(Data items)
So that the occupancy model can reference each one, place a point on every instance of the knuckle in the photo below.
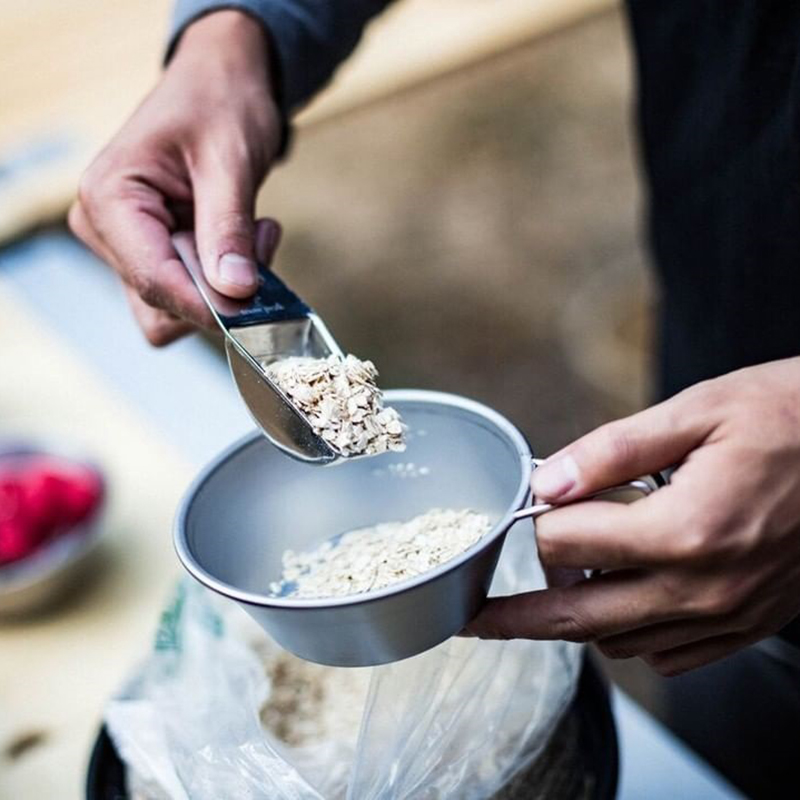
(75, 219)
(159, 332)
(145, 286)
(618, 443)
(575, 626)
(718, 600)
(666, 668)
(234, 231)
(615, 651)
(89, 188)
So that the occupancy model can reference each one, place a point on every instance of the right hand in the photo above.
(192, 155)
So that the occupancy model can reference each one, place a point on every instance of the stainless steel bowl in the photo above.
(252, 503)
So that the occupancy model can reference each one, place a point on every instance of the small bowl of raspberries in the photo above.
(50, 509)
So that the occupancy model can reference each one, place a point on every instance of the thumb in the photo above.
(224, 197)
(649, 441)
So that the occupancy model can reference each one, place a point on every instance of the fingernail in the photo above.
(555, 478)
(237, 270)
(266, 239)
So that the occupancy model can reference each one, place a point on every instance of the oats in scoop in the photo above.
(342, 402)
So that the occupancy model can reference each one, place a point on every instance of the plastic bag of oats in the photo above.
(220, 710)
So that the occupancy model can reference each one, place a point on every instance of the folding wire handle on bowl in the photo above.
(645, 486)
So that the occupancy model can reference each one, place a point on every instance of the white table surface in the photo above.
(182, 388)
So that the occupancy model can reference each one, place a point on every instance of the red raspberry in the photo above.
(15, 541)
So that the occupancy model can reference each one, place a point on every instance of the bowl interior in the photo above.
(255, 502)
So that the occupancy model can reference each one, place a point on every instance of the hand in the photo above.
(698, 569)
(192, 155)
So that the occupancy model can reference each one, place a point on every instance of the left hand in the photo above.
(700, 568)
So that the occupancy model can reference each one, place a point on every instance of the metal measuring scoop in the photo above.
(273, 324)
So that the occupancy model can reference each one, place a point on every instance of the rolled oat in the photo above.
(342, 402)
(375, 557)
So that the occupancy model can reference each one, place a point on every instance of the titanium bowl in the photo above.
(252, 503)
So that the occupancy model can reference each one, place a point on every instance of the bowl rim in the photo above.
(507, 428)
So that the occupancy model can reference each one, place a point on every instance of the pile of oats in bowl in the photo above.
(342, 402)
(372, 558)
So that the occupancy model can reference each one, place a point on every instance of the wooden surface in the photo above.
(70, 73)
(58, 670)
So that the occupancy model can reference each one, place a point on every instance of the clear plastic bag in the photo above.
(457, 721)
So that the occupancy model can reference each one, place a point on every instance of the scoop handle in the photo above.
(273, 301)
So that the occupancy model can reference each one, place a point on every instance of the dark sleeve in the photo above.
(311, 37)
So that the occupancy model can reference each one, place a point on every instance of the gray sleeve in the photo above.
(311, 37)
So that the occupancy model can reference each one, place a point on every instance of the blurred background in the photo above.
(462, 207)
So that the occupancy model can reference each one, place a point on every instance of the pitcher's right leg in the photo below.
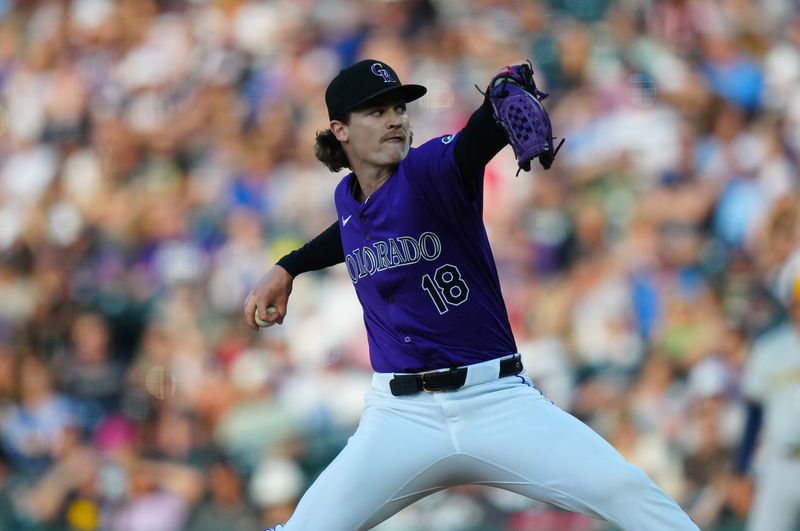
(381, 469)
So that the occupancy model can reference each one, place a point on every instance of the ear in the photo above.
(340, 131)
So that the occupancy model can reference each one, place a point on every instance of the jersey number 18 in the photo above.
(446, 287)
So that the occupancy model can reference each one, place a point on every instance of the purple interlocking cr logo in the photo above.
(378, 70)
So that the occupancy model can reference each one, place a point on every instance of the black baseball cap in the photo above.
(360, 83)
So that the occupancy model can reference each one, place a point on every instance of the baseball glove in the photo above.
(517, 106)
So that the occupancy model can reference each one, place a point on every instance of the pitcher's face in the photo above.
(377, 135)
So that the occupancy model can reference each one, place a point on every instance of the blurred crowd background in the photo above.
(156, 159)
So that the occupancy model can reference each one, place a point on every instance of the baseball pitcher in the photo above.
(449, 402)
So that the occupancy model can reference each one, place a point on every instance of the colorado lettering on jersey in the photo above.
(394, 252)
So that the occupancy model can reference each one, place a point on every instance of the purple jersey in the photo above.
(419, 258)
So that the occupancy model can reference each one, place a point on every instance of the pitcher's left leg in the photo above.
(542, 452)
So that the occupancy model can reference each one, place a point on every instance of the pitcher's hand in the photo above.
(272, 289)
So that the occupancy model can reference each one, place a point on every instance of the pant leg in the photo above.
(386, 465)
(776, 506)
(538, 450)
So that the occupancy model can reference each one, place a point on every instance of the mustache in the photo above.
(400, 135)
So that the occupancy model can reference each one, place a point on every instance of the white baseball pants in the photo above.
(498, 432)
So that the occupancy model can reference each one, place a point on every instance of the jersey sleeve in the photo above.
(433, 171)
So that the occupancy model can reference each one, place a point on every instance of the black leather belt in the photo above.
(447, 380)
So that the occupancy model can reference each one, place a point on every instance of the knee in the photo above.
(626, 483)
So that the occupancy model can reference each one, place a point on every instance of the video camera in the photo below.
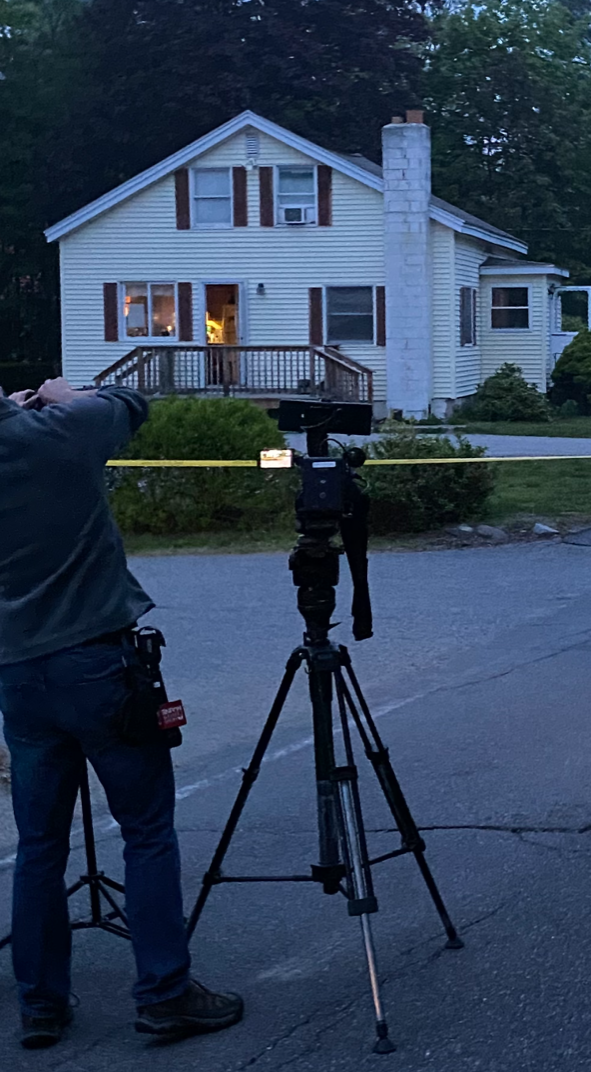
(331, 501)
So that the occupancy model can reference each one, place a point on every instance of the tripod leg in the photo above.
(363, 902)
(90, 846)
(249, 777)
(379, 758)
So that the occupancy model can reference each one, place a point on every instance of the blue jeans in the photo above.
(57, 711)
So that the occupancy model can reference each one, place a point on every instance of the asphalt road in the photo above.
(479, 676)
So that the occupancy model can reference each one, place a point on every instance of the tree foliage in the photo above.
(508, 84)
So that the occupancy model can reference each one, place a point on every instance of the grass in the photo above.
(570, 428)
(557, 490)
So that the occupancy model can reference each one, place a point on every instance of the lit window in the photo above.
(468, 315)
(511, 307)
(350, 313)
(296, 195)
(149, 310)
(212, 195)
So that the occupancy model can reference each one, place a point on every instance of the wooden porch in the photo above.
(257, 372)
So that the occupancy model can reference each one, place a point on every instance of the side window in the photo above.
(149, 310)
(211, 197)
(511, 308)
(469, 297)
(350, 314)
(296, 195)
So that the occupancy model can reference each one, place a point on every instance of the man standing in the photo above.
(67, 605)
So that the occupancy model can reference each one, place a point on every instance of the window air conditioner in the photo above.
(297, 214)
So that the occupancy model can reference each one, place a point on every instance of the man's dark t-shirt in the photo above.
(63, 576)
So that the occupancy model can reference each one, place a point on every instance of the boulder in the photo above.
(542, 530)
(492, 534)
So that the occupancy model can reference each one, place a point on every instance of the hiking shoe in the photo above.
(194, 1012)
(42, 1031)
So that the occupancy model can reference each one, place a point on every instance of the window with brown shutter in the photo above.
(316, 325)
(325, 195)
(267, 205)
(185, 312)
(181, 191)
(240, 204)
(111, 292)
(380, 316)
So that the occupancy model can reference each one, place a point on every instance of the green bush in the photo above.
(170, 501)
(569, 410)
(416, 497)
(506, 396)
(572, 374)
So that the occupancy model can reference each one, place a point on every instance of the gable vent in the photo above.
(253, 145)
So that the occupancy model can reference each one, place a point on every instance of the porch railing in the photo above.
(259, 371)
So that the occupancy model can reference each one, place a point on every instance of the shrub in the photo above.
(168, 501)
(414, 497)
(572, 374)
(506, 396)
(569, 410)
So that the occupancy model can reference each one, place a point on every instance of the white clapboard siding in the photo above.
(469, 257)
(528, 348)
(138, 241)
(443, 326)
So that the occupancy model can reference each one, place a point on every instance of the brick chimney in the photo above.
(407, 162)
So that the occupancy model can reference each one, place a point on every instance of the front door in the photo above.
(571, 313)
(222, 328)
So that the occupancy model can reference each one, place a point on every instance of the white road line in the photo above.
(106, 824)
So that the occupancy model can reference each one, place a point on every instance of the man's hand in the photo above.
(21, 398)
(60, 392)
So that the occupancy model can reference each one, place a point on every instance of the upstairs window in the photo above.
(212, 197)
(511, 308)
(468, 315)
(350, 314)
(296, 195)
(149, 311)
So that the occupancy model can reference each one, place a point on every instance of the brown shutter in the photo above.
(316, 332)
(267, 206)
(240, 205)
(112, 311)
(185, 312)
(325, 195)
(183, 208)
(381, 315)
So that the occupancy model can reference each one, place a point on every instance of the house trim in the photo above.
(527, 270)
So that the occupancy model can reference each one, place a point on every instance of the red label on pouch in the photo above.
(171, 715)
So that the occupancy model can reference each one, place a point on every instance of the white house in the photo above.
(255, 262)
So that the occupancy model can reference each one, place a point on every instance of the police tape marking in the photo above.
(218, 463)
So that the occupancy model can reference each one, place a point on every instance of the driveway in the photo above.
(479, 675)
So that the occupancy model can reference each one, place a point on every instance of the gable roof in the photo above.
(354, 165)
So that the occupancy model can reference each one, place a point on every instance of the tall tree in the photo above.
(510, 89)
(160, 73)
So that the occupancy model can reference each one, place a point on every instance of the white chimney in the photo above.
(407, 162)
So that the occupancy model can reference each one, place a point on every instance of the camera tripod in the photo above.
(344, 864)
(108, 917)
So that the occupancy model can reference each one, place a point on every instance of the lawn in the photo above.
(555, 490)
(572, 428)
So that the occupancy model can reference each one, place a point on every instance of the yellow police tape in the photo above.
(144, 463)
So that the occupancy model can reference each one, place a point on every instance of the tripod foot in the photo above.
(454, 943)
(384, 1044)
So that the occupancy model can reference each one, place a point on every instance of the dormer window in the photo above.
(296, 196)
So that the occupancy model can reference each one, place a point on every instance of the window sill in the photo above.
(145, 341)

- WORK ITEM -
After locating the line containing "sill in the photo above.", write out that line and all remaining lines of the records exactly, with nothing added.

- TASK OUTPUT -
So that the occupancy model can reference each one, place a point on every instance of the window sill in the photo above.
(145, 341)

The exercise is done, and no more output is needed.